Entries from a dataset
## BEGIN

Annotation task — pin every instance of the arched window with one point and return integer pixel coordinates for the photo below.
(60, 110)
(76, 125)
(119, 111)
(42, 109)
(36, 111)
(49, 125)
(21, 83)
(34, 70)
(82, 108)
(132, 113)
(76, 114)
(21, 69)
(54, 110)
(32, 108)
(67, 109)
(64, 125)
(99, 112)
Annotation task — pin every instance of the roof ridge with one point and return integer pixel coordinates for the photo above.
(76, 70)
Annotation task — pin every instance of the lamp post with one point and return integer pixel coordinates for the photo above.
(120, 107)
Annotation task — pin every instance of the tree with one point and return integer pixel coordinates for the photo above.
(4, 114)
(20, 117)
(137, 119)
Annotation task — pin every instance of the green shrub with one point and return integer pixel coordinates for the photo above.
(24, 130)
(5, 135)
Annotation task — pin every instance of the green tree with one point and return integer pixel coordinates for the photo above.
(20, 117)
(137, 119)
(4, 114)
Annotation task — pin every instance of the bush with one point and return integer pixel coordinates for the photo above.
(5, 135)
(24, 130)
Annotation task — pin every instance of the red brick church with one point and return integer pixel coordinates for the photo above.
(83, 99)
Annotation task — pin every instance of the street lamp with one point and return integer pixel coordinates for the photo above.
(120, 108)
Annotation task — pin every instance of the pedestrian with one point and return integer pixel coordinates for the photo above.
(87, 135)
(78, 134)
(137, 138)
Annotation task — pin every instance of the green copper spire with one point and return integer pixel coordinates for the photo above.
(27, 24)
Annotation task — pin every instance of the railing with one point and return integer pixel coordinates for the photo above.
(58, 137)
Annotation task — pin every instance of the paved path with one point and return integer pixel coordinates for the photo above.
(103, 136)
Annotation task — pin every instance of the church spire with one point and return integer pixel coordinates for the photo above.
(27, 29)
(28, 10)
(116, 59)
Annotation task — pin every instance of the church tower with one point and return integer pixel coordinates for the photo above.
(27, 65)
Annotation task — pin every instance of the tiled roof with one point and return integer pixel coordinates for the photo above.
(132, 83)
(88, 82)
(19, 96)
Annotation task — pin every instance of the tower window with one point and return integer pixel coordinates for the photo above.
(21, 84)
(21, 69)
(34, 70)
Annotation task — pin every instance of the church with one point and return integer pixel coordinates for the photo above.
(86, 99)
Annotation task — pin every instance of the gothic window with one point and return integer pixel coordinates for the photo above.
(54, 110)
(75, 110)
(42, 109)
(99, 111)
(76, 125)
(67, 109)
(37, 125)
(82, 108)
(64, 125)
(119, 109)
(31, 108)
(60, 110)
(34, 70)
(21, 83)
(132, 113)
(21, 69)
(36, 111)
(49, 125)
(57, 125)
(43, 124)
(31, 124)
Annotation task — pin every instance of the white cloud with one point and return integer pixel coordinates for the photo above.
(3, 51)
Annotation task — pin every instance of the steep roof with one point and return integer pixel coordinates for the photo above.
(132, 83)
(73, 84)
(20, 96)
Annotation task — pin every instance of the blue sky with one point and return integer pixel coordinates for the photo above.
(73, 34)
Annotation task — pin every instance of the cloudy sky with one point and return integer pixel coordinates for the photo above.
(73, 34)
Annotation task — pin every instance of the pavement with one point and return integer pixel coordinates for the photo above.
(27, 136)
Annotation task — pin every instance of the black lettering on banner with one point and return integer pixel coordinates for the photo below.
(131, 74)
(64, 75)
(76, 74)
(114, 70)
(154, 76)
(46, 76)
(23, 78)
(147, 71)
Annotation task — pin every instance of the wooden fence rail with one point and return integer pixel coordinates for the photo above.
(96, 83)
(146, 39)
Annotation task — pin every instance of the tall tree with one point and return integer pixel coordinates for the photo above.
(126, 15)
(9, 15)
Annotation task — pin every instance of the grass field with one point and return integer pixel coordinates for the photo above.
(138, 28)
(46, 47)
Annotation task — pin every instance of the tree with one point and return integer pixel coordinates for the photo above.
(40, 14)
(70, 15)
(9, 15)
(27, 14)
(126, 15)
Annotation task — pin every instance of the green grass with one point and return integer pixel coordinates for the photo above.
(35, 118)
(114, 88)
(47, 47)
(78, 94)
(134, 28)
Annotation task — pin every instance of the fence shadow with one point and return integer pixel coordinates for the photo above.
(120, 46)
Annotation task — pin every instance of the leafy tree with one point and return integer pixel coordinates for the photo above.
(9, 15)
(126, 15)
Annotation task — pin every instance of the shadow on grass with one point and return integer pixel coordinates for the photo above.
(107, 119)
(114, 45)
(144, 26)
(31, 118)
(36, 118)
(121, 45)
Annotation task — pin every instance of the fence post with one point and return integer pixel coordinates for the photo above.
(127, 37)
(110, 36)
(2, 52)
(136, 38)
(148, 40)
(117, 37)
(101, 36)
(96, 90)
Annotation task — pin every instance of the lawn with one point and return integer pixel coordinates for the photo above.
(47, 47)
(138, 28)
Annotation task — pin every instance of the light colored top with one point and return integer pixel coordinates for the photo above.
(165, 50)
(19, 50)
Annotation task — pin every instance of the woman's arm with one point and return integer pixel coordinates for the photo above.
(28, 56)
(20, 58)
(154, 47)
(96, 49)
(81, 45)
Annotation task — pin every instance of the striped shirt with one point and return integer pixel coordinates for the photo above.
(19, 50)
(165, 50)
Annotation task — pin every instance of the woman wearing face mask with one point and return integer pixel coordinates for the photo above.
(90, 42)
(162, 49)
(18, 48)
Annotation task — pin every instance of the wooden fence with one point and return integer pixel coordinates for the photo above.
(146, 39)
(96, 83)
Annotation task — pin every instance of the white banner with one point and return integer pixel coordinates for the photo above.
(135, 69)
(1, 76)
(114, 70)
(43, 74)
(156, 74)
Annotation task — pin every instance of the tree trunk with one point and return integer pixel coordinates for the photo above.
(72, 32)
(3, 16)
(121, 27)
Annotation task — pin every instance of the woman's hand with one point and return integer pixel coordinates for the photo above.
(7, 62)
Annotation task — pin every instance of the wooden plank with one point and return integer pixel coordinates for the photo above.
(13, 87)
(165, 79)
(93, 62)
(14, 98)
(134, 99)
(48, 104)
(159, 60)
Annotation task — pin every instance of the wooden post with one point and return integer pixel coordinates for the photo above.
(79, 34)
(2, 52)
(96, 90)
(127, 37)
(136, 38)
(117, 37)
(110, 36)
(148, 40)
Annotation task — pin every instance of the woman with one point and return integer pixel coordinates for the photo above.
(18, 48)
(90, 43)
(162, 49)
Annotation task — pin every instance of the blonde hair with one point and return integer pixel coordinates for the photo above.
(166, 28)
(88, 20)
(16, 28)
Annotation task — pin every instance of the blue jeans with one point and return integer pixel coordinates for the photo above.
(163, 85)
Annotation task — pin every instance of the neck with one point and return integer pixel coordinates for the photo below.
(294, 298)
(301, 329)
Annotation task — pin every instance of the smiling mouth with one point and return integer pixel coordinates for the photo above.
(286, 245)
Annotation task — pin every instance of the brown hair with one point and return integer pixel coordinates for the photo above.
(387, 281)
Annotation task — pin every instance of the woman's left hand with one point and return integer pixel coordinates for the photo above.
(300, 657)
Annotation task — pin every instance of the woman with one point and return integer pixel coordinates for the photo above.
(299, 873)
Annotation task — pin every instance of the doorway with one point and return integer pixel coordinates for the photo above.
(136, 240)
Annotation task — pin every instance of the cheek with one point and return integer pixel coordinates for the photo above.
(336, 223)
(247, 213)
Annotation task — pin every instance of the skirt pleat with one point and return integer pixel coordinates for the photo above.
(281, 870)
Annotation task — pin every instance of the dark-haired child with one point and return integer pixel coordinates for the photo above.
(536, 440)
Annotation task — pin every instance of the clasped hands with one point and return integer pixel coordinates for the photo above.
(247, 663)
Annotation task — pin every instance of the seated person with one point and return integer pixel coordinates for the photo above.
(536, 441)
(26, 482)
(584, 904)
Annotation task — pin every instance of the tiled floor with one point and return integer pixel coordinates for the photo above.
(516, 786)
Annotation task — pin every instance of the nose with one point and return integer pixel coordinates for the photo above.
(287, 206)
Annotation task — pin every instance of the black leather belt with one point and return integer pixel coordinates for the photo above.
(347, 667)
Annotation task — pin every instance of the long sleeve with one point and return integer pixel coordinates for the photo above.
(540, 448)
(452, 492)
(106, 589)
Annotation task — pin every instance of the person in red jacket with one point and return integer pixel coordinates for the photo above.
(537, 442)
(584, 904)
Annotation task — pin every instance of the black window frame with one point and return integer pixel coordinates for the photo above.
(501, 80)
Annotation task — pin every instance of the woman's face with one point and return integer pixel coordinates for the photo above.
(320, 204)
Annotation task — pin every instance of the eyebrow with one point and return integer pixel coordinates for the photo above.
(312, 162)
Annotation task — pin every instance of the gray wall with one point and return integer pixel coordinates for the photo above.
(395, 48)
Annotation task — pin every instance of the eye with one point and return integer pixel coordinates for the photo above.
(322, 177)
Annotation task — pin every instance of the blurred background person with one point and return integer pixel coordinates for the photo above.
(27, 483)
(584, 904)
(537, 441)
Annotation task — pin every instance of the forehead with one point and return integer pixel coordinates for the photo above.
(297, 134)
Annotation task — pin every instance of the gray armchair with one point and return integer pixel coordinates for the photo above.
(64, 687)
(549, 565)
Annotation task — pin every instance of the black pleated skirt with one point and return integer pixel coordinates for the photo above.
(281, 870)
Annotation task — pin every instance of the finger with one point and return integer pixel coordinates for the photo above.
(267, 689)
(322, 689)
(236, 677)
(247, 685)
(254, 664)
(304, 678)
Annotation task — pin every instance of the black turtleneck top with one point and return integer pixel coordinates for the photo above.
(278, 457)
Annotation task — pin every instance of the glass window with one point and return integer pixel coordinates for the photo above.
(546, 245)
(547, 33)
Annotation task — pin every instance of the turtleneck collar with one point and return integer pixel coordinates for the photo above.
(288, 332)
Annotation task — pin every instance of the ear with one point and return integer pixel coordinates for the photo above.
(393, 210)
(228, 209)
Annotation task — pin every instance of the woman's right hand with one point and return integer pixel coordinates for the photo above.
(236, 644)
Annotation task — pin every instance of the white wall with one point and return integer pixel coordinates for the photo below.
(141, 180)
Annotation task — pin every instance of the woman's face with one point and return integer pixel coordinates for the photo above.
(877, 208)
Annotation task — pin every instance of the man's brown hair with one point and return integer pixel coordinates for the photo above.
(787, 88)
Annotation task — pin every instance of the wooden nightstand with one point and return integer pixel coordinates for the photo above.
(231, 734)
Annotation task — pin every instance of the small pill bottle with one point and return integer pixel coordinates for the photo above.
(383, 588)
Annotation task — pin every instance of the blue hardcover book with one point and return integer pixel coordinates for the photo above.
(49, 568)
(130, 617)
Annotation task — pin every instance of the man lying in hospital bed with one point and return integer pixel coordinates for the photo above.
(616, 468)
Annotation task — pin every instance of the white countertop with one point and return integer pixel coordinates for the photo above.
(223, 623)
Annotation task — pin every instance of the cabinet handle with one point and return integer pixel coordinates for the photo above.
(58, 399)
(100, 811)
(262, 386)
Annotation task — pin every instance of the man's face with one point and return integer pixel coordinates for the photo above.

## END

## What is expected
Repeat precisely the lines of the data starting at the one containing "Annotation task — pin every instance of the ear", last line included.

## Correct answer
Annotation task — pin every instance of the ear with one point and return integer pixel coordinates for the photo above.
(393, 210)
(228, 209)
Annotation task — pin every instance of the woman's right hand with one point and return integer pixel coordinates for the photo above.
(236, 644)
Annotation task — pin every instance of the white wall with one point and return integer pixel coordinates for the photo below.
(141, 180)
Annotation task — pin every instance of the woman's face with one point and return integer pixel coordinates for the photo above.
(877, 208)
Annotation task — pin every instance of the man's brown hair with one point and return integer pixel coordinates for the photo above.
(787, 88)
Annotation task — pin every instance of the wooden nightstand with one point and return integer pixel coordinates for the photo above.
(231, 734)
Annotation task — pin every instance of the small pill bottle with one point and return integer pixel coordinates for the photo above.
(383, 588)
Annotation task — pin every instance of the blue hardcover book with one point and return integer pixel coordinates for the photo above.
(49, 568)
(130, 617)
Annotation task — pin every instance of the man lying in hospital bed with one point and return integer pixel coordinates for the photo above.
(616, 468)
Annotation task — pin every instance of the white countertop with one point and return integer pixel coordinates for the photo above.
(223, 623)
Annotation task — pin every instance of the cabinet handle with one point and return integer pixel coordinates for the photo above.
(58, 399)
(100, 811)
(262, 386)
Annotation task — pin every instance of the man's face with one point and return integer pixel coordinates for the photo above.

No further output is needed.